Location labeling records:

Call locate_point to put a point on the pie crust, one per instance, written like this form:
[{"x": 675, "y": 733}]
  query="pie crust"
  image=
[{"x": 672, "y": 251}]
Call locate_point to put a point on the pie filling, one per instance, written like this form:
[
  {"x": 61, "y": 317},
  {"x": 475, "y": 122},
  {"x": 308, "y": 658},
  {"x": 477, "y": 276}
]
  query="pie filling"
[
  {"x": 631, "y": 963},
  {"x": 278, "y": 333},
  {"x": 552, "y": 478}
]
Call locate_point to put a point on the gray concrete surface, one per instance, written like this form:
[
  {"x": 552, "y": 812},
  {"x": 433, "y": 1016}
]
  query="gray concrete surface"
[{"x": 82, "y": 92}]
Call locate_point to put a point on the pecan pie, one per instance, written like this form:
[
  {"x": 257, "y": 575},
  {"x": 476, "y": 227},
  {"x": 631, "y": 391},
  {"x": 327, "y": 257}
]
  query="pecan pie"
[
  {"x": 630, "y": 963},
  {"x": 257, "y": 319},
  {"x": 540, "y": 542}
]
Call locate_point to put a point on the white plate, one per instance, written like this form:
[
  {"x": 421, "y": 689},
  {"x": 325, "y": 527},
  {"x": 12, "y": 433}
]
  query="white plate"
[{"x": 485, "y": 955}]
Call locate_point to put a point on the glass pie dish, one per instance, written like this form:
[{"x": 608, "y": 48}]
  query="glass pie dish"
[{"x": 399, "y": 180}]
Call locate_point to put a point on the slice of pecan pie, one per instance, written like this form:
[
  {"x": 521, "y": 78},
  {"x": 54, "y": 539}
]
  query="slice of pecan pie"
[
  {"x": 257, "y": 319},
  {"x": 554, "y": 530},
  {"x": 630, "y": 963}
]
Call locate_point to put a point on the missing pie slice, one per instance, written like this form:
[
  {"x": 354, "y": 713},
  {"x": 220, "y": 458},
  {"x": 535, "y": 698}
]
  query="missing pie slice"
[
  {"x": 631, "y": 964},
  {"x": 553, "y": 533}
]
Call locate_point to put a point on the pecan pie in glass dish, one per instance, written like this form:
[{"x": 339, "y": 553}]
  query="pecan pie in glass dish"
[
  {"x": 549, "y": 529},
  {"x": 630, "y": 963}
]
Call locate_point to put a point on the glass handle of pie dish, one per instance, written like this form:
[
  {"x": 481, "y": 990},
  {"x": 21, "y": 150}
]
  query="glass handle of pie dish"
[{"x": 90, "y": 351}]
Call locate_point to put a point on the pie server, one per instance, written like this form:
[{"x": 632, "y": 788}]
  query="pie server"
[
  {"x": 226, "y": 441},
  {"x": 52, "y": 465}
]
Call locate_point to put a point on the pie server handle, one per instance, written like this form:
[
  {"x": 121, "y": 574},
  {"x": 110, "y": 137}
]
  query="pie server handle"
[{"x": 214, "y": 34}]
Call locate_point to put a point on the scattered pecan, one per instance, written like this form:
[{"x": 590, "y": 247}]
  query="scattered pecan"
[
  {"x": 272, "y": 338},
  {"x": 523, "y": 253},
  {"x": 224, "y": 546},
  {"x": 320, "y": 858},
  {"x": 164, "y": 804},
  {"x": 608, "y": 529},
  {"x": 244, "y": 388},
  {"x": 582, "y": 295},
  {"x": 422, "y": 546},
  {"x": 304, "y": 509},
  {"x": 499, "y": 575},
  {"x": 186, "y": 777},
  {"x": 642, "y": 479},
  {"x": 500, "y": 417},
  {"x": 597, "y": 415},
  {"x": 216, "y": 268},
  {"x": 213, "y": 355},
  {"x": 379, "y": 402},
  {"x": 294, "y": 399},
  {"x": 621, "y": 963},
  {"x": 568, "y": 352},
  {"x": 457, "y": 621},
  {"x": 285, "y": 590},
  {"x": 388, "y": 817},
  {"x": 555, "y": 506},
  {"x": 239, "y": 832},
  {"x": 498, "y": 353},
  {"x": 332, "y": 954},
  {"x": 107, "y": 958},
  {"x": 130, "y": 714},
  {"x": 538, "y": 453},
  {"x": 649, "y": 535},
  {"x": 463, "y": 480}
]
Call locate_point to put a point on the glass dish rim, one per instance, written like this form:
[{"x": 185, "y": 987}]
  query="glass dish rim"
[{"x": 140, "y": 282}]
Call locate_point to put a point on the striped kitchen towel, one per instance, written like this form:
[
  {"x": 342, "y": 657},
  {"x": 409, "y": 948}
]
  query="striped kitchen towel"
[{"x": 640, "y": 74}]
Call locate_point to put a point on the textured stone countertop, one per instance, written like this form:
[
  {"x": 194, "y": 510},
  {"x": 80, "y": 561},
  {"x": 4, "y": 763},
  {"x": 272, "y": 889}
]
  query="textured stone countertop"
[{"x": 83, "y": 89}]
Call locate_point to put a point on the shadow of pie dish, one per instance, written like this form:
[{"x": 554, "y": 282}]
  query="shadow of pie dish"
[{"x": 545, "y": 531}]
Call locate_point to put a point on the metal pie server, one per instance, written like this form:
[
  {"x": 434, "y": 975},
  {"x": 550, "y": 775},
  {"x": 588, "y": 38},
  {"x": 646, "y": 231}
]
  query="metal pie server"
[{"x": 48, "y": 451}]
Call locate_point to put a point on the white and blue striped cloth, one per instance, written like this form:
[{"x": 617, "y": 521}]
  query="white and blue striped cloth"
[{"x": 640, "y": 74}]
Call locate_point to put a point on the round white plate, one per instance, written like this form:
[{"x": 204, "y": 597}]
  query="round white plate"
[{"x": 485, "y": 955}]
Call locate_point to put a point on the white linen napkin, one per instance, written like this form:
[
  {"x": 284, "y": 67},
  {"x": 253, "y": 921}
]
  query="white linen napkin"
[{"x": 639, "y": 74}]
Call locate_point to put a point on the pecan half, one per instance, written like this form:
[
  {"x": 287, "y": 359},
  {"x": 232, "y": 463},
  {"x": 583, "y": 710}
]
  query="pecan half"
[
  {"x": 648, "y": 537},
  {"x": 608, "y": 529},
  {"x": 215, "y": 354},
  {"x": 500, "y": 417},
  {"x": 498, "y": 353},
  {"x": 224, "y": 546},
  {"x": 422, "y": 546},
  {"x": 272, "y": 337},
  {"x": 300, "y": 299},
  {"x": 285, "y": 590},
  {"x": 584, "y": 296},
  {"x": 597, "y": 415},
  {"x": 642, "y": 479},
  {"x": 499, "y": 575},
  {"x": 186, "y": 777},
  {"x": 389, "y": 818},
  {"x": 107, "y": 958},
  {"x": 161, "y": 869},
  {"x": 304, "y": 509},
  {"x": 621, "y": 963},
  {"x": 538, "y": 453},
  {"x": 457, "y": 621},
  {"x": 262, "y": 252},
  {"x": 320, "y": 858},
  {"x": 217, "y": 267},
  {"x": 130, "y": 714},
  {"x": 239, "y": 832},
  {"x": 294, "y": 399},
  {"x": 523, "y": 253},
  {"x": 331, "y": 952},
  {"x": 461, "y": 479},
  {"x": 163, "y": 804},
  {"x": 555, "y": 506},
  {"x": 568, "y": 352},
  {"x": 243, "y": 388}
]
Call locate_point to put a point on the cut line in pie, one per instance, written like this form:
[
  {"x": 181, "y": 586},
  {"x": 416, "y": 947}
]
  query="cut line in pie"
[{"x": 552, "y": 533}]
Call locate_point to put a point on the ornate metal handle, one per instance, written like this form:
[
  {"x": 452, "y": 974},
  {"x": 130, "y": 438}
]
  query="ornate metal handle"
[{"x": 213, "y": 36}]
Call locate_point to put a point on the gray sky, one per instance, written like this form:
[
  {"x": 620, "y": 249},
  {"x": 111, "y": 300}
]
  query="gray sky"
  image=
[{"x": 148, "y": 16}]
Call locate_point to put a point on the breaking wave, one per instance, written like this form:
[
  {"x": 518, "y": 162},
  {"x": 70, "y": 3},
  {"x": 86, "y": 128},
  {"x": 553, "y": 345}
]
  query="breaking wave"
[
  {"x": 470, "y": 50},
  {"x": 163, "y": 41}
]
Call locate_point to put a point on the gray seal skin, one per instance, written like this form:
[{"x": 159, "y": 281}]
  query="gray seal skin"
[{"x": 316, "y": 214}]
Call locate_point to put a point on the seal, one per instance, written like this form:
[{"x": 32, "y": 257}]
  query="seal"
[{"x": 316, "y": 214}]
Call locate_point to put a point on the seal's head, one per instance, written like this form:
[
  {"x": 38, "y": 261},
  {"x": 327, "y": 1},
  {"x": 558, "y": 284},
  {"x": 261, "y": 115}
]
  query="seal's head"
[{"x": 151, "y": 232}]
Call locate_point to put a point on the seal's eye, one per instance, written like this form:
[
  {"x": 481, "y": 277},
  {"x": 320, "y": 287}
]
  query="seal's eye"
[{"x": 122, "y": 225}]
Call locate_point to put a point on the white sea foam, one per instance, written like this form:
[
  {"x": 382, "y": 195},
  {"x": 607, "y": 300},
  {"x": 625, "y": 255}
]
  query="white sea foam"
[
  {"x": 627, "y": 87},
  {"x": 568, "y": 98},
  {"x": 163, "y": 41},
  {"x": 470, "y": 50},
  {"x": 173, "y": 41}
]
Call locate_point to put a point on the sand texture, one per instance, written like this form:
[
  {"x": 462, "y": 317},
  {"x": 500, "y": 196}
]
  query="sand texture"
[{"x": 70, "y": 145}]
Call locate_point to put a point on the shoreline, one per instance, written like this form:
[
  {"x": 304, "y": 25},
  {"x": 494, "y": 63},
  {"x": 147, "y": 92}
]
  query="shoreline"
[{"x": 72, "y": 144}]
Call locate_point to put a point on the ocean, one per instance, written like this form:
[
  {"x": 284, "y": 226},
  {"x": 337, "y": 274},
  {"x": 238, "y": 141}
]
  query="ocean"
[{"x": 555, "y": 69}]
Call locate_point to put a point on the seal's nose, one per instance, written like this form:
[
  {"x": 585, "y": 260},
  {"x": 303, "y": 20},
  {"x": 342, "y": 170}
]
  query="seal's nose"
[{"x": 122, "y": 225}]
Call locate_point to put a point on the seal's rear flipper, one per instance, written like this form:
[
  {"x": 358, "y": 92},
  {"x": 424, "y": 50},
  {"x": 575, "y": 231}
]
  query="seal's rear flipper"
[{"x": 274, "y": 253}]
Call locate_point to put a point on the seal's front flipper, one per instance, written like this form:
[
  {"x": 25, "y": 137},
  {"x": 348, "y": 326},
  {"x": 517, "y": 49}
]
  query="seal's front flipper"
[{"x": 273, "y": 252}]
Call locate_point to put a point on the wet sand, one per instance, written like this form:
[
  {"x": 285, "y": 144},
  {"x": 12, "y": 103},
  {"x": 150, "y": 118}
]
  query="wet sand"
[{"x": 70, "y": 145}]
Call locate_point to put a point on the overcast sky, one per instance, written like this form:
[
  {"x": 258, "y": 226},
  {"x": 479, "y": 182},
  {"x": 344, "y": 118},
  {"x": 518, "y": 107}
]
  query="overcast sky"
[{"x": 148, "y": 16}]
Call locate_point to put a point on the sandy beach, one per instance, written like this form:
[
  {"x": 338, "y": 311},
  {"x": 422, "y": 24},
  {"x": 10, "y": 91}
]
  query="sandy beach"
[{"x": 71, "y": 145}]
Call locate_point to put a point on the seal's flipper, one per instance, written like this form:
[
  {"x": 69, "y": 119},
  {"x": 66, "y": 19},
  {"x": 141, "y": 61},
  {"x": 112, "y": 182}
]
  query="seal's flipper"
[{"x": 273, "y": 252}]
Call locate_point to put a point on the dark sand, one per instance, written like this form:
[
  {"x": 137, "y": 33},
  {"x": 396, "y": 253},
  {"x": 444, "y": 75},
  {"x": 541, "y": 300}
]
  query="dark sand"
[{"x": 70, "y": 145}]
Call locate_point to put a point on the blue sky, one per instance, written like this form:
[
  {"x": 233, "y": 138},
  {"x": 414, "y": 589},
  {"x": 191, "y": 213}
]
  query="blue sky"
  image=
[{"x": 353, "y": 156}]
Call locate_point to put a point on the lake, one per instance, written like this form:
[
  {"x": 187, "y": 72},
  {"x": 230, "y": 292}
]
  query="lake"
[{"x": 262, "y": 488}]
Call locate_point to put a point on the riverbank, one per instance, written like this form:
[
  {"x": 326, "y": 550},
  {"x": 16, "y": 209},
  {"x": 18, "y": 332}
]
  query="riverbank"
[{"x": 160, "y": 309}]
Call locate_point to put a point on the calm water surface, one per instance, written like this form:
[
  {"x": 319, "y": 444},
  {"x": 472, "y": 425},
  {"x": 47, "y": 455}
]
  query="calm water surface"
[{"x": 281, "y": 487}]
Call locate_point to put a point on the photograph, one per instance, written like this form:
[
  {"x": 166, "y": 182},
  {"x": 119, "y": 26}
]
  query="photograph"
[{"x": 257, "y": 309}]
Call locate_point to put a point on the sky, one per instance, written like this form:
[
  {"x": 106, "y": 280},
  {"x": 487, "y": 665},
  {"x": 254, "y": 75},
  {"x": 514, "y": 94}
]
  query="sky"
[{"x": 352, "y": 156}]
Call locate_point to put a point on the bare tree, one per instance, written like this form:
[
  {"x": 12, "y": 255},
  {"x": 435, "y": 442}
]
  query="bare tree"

GOAL -
Recast the lines of the records as a numbered list, starting at the line that contains "Call locate_point to put a point on the sky, one" and continuing through the end of the records, and omit any blank lines.

ANSWER TO THIS TASK -
1. Call locate_point to put a point on the sky, one per instance, written like this form:
2. [
3.   {"x": 106, "y": 280},
4.   {"x": 487, "y": 665},
5.   {"x": 254, "y": 75},
6.   {"x": 514, "y": 94}
7. ]
8.   query="sky"
9. [{"x": 352, "y": 156}]
10. Call locate_point to put a point on the bare tree, one per instance, written like this form:
11. [
12.   {"x": 12, "y": 255},
13.   {"x": 435, "y": 442}
14. ]
15.   query="bare tree"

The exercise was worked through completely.